======== RECORDS SUPPLIED

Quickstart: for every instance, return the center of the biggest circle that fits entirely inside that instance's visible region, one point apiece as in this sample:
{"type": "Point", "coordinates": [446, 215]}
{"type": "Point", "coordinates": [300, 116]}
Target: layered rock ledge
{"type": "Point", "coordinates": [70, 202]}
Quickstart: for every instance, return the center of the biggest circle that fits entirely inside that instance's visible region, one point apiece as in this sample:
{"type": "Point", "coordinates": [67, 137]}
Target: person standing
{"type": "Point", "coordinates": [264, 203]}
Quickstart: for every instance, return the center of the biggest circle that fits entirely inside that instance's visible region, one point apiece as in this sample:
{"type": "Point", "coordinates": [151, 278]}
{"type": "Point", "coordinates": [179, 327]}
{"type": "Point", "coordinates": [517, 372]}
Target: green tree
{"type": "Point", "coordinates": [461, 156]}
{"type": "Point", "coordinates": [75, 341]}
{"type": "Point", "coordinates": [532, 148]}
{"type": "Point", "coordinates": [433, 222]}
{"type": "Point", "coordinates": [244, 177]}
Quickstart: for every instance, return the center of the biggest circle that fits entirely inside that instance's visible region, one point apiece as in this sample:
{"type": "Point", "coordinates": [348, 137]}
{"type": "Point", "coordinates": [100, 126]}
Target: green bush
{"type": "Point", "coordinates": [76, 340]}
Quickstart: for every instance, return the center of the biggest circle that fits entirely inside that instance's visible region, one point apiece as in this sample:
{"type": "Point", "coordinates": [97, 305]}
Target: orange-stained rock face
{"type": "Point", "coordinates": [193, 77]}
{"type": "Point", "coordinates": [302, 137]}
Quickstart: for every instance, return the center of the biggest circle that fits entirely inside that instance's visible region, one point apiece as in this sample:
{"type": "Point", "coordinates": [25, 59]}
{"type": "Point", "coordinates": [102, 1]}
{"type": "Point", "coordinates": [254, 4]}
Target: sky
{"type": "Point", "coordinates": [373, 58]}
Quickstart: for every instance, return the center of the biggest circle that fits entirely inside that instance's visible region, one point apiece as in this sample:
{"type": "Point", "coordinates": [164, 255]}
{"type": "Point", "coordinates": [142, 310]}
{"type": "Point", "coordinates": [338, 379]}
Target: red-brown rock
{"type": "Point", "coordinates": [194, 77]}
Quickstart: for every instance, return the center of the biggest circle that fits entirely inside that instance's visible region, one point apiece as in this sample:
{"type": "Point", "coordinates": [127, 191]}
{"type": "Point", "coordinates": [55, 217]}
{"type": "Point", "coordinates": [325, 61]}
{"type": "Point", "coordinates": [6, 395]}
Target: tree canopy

================

TASK GOAL.
Retype all the material above precisely, with no line left out.

FULL SOLUTION.
Quickstart: for every instance, return the center of the biggest circle that fits entirely inside that instance's visible region, one point apiece as in this sample:
{"type": "Point", "coordinates": [446, 215]}
{"type": "Point", "coordinates": [300, 116]}
Target: layered rock ledge
{"type": "Point", "coordinates": [70, 202]}
Quickstart: for every instance, return the center of the biggest circle that fits entirely inside that instance's visible region, one point apiece as in this sample:
{"type": "Point", "coordinates": [67, 137]}
Target: person standing
{"type": "Point", "coordinates": [264, 203]}
Quickstart: for every instance, return the center of the biggest circle that fits entirely inside that instance's visible region, one point apiece as in this sample:
{"type": "Point", "coordinates": [151, 278]}
{"type": "Point", "coordinates": [179, 327]}
{"type": "Point", "coordinates": [517, 372]}
Target: green tree
{"type": "Point", "coordinates": [461, 156]}
{"type": "Point", "coordinates": [75, 341]}
{"type": "Point", "coordinates": [532, 148]}
{"type": "Point", "coordinates": [433, 222]}
{"type": "Point", "coordinates": [244, 177]}
Quickstart: for every instance, return the center of the biggest circle that fits entirely inside that instance's visible region, one point apiece as in this sample:
{"type": "Point", "coordinates": [348, 137]}
{"type": "Point", "coordinates": [100, 126]}
Target: green bush
{"type": "Point", "coordinates": [76, 340]}
Quickstart: for every instance, return the center of the biggest circle that fits entirely inside that instance's visible region, one point apiece as in this sample:
{"type": "Point", "coordinates": [97, 305]}
Target: orange-stained rock face
{"type": "Point", "coordinates": [193, 77]}
{"type": "Point", "coordinates": [302, 137]}
Quickstart: for every instance, return the center of the biggest circle that fits entirely inside that instance's visible region, one point apiece as in this sample:
{"type": "Point", "coordinates": [25, 59]}
{"type": "Point", "coordinates": [102, 1]}
{"type": "Point", "coordinates": [254, 4]}
Target: sky
{"type": "Point", "coordinates": [373, 58]}
Quickstart: for every instance, return the center of the biggest circle that fits entirely inside that instance's visible region, one point apiece as in this sample:
{"type": "Point", "coordinates": [164, 255]}
{"type": "Point", "coordinates": [142, 310]}
{"type": "Point", "coordinates": [338, 379]}
Target: red-brown rock
{"type": "Point", "coordinates": [194, 77]}
Quickstart: for every instance, return the center of the biggest circle that fits entirely inside that instance's visible region, one point apiece as in this sample:
{"type": "Point", "coordinates": [127, 191]}
{"type": "Point", "coordinates": [55, 217]}
{"type": "Point", "coordinates": [325, 61]}
{"type": "Point", "coordinates": [6, 395]}
Target: tree canopy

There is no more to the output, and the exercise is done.